▸ **PROVIDED PASSAGE**

Source: Scott A. Davis
WASHINGTON, DC – After learning that the Biden administration has transported Afghans into the United States infected with measles, malaria, and tuberculosis; the CDC has been forced to order thousands of evacuees from Afghanistan to be quarantined for three weeks after being inoculated against Measles at U.S. military bases.
In an advisory issued Monday to medical personnel caring for evacuees, the Centers for Disease Control (CDC) said it had requested the quarantine period to allow the vaccine to take effect. That guidance includes evacuees at both domestic and overseas U.S. bases.
More than 9,000 evacuees have been housed at Ramstein Air Base and Rhine Ordnance Barracks in Germany after their flights were halted after four Measles cases were discovered among Afghans arriving in the U.S.
Sandra Archer, a spokeswoman for the 86th Airlift Wing, said there was no date set for the resumption of flights:
“We’ll continue to follow CDC guidance and public health expert guidance during this temporary CDC pause.”
The CDC issued an official Health Advisory recommending that clinicians be on alert for cases of measles and other diseases among those brought to the U.S. from the evacuation of Afghanistan following the Taliban’s return to power:
“The Centers for Disease Control and Prevention (CDC) recommends that clinicians be on alert for cases of Measles that meet the case definition, as well as other infectious diseases, including mumps, leishmaniasis, and malaria, among evacuees (including both Afghan nationals and U.S. citizens) from Afghanistan.

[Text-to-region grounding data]
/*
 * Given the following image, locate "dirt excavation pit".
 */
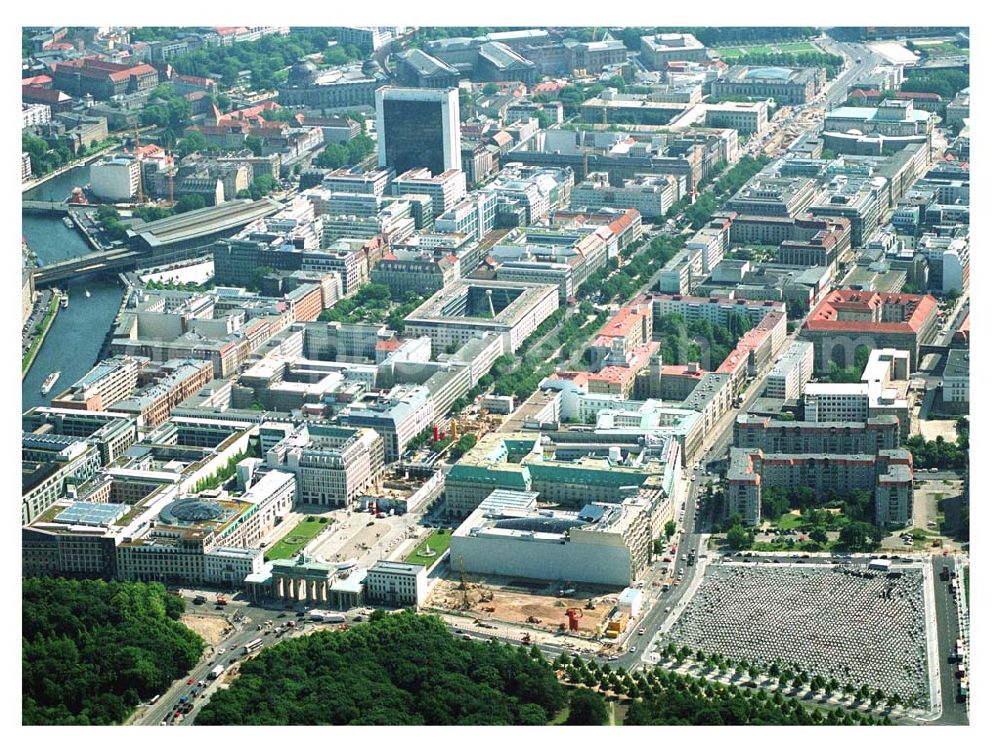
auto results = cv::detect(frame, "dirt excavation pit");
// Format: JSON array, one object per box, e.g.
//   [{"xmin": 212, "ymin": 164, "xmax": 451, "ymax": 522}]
[
  {"xmin": 181, "ymin": 614, "xmax": 229, "ymax": 646},
  {"xmin": 430, "ymin": 577, "xmax": 617, "ymax": 636}
]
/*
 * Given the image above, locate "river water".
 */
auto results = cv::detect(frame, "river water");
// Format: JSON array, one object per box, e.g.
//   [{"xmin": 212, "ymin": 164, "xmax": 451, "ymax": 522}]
[{"xmin": 21, "ymin": 161, "xmax": 123, "ymax": 410}]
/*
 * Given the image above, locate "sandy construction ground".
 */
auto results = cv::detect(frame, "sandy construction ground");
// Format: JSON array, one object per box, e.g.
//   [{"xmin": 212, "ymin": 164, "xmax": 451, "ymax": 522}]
[
  {"xmin": 181, "ymin": 613, "xmax": 229, "ymax": 646},
  {"xmin": 430, "ymin": 576, "xmax": 617, "ymax": 635}
]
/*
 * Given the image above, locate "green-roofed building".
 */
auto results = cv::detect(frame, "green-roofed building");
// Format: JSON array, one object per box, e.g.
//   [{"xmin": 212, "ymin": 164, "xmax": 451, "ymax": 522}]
[{"xmin": 445, "ymin": 434, "xmax": 663, "ymax": 517}]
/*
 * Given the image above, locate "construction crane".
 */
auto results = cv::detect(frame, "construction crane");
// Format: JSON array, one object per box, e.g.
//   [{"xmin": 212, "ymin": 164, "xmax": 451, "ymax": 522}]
[
  {"xmin": 458, "ymin": 556, "xmax": 472, "ymax": 610},
  {"xmin": 135, "ymin": 125, "xmax": 145, "ymax": 205},
  {"xmin": 566, "ymin": 607, "xmax": 583, "ymax": 630}
]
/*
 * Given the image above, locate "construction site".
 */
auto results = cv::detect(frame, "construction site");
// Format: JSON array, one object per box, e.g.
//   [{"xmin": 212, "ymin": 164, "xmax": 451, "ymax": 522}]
[{"xmin": 424, "ymin": 571, "xmax": 624, "ymax": 639}]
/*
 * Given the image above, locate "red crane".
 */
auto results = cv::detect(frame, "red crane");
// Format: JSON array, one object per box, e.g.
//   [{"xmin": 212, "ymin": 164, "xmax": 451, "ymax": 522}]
[{"xmin": 566, "ymin": 607, "xmax": 583, "ymax": 630}]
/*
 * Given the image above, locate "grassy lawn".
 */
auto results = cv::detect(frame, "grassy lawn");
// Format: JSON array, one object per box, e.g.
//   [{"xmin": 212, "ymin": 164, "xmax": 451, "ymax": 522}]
[
  {"xmin": 21, "ymin": 293, "xmax": 59, "ymax": 376},
  {"xmin": 916, "ymin": 42, "xmax": 969, "ymax": 57},
  {"xmin": 265, "ymin": 519, "xmax": 328, "ymax": 560},
  {"xmin": 771, "ymin": 512, "xmax": 802, "ymax": 530},
  {"xmin": 715, "ymin": 42, "xmax": 820, "ymax": 60},
  {"xmin": 549, "ymin": 706, "xmax": 569, "ymax": 726},
  {"xmin": 405, "ymin": 529, "xmax": 452, "ymax": 565},
  {"xmin": 750, "ymin": 540, "xmax": 837, "ymax": 552}
]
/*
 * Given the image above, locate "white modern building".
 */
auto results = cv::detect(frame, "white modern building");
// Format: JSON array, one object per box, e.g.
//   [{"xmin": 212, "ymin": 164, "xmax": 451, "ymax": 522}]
[
  {"xmin": 365, "ymin": 560, "xmax": 428, "ymax": 607},
  {"xmin": 90, "ymin": 156, "xmax": 141, "ymax": 202},
  {"xmin": 803, "ymin": 348, "xmax": 910, "ymax": 430},
  {"xmin": 765, "ymin": 341, "xmax": 813, "ymax": 400},
  {"xmin": 450, "ymin": 491, "xmax": 653, "ymax": 588},
  {"xmin": 267, "ymin": 423, "xmax": 385, "ymax": 508}
]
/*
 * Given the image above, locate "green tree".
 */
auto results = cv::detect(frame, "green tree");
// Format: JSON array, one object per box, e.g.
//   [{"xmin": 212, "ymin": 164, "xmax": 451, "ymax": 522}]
[
  {"xmin": 726, "ymin": 525, "xmax": 753, "ymax": 551},
  {"xmin": 22, "ymin": 577, "xmax": 204, "ymax": 725},
  {"xmin": 809, "ymin": 529, "xmax": 827, "ymax": 545},
  {"xmin": 244, "ymin": 135, "xmax": 264, "ymax": 156}
]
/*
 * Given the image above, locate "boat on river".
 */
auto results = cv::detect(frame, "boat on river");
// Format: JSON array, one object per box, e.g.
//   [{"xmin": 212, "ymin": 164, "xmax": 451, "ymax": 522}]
[{"xmin": 42, "ymin": 371, "xmax": 62, "ymax": 394}]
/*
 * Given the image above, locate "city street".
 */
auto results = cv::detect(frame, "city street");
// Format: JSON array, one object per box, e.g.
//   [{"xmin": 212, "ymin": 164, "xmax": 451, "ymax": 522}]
[{"xmin": 931, "ymin": 556, "xmax": 969, "ymax": 724}]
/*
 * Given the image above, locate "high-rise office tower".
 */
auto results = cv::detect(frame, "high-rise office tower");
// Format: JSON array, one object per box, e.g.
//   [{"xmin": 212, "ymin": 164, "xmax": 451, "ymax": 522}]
[{"xmin": 375, "ymin": 86, "xmax": 462, "ymax": 175}]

▸ **PROBLEMS TO SOLVE**
**a)** In the article on the quarantine of Afghan evacuees, why did the CDC request a quarantine period after the evacuees were vaccinated against measles? Answer in one to three sentences.
**b)** Answer these questions using the article on the quarantine of Afghan evacuees:
(i) How many evacuees have been housed at Ramstein Air Base and Rhine Ordnance Barracks in Germany?
(ii) How many measles cases were discovered among arriving Afghans before the flights were halted?
(iii) Which unit does Sandra Archer serve as a spokeswoman for?

▸ **RESPONSES**
**a)** The CDC requested the quarantine period so that the measles vaccine would have time to take effect.

**b)**
(i) More than 9,000.
(ii) Four.
(iii) The 86th Airlift Wing.